== Data entries
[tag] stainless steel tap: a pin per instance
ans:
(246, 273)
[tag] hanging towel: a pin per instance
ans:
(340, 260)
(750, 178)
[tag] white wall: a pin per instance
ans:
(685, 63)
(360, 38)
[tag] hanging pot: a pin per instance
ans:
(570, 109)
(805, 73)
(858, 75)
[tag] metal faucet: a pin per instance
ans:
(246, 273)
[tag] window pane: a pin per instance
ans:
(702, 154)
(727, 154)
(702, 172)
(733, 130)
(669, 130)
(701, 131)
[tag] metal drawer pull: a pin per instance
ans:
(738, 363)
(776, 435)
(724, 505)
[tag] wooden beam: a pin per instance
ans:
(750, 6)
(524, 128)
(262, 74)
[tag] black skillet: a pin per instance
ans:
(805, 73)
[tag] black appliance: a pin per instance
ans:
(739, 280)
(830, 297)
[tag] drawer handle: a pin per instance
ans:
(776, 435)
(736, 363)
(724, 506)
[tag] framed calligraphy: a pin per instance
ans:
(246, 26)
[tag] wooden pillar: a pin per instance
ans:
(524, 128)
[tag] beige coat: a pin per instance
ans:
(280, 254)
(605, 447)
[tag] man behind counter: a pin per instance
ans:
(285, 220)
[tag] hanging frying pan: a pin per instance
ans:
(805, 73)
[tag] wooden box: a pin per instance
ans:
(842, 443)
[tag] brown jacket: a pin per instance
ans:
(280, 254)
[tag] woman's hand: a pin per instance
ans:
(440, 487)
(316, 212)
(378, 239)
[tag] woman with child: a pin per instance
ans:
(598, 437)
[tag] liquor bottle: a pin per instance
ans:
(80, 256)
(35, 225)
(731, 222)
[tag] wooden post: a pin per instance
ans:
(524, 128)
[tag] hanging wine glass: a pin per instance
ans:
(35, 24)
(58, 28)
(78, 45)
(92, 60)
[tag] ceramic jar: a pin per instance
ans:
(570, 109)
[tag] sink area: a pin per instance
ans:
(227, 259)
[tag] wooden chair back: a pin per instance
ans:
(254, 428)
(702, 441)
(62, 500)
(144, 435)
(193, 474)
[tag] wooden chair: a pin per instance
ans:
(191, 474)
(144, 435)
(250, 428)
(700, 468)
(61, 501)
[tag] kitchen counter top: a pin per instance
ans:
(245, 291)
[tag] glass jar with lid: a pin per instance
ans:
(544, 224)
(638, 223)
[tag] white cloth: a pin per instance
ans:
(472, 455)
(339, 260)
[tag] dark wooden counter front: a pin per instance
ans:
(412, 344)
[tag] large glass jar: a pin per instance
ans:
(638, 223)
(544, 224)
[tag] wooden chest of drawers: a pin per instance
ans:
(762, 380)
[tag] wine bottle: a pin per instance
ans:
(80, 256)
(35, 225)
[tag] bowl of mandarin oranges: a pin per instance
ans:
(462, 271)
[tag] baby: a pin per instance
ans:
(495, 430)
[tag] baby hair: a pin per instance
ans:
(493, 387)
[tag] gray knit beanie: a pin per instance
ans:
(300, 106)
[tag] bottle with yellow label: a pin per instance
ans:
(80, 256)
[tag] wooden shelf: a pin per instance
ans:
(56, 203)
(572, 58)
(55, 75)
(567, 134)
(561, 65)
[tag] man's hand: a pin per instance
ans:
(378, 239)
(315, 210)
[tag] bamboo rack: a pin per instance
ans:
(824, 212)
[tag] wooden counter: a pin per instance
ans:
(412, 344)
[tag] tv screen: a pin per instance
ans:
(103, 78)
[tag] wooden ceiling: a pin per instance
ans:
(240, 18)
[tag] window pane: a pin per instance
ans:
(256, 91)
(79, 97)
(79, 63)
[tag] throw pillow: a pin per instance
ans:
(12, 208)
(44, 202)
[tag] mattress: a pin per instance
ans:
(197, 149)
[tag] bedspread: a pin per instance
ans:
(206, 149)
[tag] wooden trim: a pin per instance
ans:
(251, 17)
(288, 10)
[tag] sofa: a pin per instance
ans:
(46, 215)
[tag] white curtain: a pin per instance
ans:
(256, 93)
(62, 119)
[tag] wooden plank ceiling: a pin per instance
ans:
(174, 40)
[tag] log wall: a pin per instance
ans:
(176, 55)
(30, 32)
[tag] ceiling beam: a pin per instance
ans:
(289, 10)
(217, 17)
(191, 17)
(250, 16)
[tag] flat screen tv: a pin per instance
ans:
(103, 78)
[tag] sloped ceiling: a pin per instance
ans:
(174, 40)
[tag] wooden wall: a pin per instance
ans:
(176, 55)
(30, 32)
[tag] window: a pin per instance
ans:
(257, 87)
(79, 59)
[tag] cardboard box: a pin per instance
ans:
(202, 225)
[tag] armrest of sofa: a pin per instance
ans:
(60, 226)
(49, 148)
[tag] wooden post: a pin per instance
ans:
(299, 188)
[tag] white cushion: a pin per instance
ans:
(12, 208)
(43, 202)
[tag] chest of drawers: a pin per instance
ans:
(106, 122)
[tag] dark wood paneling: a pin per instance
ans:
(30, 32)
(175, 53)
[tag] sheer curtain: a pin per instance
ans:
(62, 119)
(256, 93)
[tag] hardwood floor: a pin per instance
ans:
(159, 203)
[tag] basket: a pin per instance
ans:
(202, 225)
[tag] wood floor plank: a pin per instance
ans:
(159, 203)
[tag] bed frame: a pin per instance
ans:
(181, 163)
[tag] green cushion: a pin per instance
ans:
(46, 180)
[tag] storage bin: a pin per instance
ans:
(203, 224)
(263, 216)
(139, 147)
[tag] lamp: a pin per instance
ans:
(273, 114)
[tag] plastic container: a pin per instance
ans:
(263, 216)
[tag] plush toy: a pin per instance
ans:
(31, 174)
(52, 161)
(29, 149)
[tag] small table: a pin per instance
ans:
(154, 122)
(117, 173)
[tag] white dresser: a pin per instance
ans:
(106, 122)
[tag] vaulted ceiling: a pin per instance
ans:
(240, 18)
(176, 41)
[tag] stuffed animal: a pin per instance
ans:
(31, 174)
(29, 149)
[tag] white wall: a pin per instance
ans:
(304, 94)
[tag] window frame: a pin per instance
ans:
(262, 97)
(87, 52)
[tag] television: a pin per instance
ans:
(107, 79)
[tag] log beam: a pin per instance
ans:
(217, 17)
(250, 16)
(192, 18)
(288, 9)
====
Reproduce the data word for word. Start at the line that contains "[tag] vaulted ceiling: a pin per instance" and continue to the end of the data, including both ends.

(Exercise solution):
[tag] vaulted ceiling: a pin per instance
ans:
(240, 18)
(176, 41)
[tag] stuffed animal: a pin per instance
ans:
(31, 174)
(29, 149)
[tag] white wall: a pin per instance
ans:
(304, 94)
[tag] window frame: a pin per instance
ans:
(262, 97)
(87, 52)
[tag] television: a pin per instance
ans:
(107, 79)
[tag] log beam: a pin per instance
ans:
(217, 17)
(250, 16)
(192, 18)
(288, 9)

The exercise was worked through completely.